— start —

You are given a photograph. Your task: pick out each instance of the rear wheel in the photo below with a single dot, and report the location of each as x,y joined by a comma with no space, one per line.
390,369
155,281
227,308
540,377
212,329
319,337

— end —

#### Goal:
Rescale the records above: reproduce every line, requests included, with each x and y point coordinate in the answers multiplied by 0.65 and rounded to the nearest whole number, halves rounding up.

#### Expected answer:
You are given a photograph. Your task: pick out each instance of the rear wheel in the photo below with a single dot, and report the location of each as x,y joined by a comma with no space, one per line.
254,240
101,183
148,200
351,245
138,214
207,219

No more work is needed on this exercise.